** Set task a **
Collect each line in the rows below that contains the string "mask" and copy those lines out.

** Text **

_ _ _ _

Photobooks of 2018: Ed Templeton
Youth Unemployment by Tish Murtha (Bluecoat Press)
Incredible body of work from the 70’s brought to light documenting working class inner-city youth in Newcastle, UK. This book floored me. A really amazing time capsule.
Termini by Tom Wood (Editions GwinZegal)
Photos from the 70’s and 80’s from one of my favorite photographers taken around the ferry terminals in Liverpool, UK. I love his knack for capturing people in a semi-chaotic but balanced way.
Women’s Market by Tom Wood (Stanley Barker)
Again, since he’s one of my favorites, this year has been good for Tom Wood fans! This one documents the people and happenings surrounding Liverpool’s Great Homer Street market.
Varrio by Gusmano Cesaretti (Little Big Man)
I don’t know how an Italian man came to Los Angeles in the 70’s and started hanging out with gangsters, low riders, and graffiti writers, but he did and has the photos to prove it. This book shouldn’t go overlooked!
Displaced, Manzanar 1942-1945 The Incarceration of Japanese Americans (Tom Adler Books)

_ _ _ _

Dataset rows:
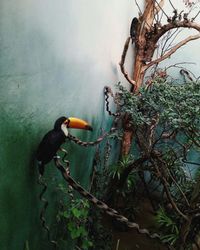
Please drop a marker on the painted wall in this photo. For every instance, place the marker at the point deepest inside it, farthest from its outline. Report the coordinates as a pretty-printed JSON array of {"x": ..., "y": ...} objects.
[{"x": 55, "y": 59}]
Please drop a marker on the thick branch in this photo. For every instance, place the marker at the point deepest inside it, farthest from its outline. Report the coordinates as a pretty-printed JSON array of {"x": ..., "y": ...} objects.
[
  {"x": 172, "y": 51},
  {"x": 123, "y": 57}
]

_ _ _ _

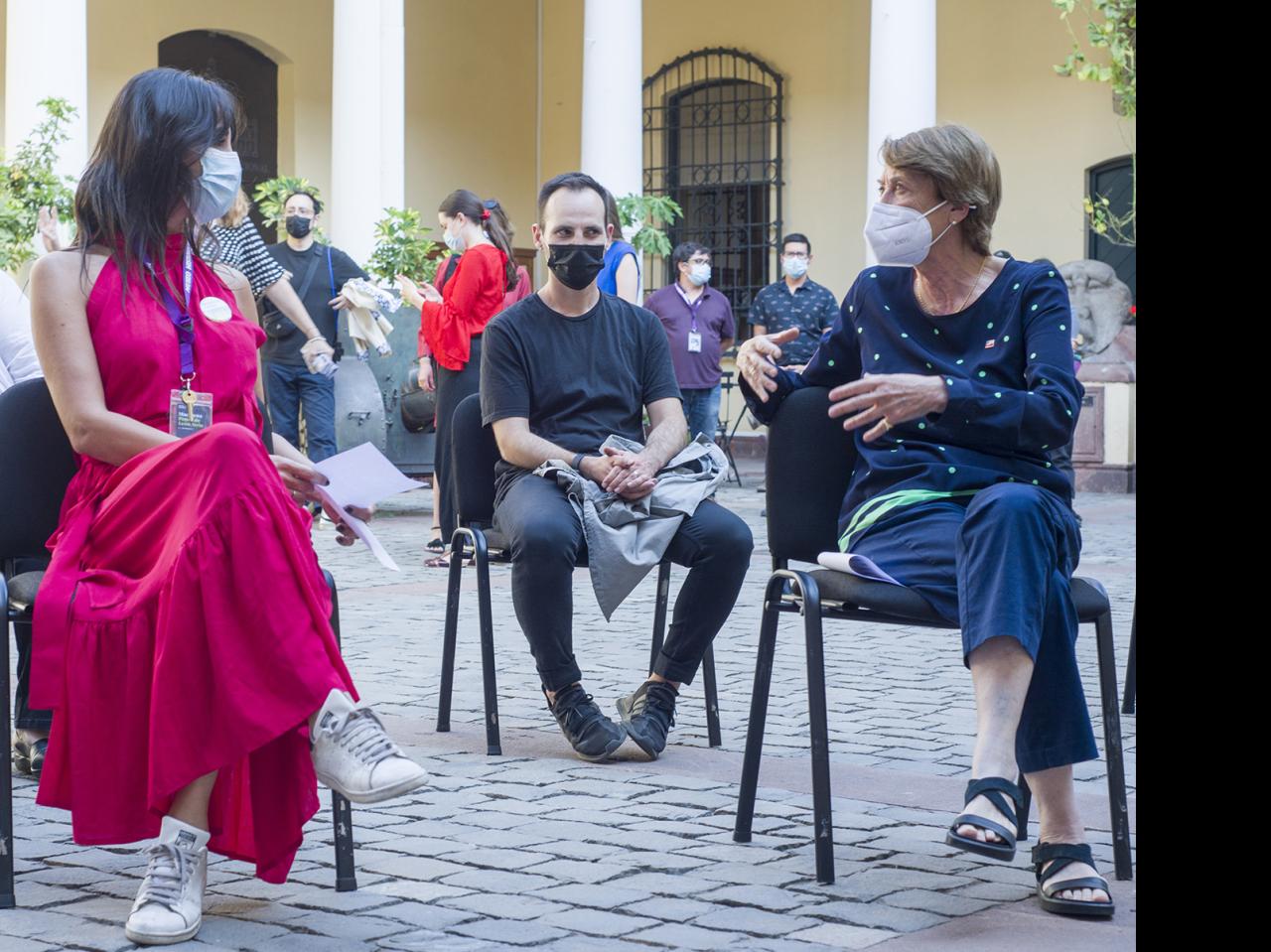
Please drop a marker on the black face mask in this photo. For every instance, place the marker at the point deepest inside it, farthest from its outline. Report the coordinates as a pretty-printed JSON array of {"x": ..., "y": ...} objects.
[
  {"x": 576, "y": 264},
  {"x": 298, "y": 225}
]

_ _ _ _

** Set task b **
Extend the list of 2018 photobooks above, starting after its last line.

** Answer a **
Please drop a marker on the black face mask in this photo. For every instance, place the marker at the point deepest inside it, farthest from its outline. Report the coordinates as a pretty-printed JSON array of {"x": ..., "y": ...} objects.

** Answer b **
This book is a collection of photos by Dorothea Lange, Ansel Adams, Toyo Miyatake, Jack Iwata, Clem Albers, Russell Lee, and Francis Stewart documenting the terrible chapter in US history (one of many) when innocent Japanese Americans were rounded up and detained uprooting lives and separating families.
New Vogue Beauty Salon by Steve Banks (Deadbeat Club)
A slim volume with stunning B&W photos documenting beauty parlors in 1967 as part of a master class he took with Richard Avedon and Marvin Israel.
Past K-Ville by Mark Steinmetz (Stanley Barker)
The follow up to Steinmetz 2016 book 15 Miles to K-Ville, which was so good, the world shouldn’t be deprived of the rest of the work!
Bright Black World by Todd Hido (Nazraeli Press)
Landscapes and portraits loaded with so much beauty and dread, they are almost ominous.
Ninety Six Dreams, Two Thousand Memories by Greg Hunt (Paradigm Press)
A long term look at the life of Pro Skater Jason Dill as documented by photographer, videographer, Greg Hunt told through photographs, video stills, and ephemera.
Human Nature by Lucas Foglia (Nazraeli Press)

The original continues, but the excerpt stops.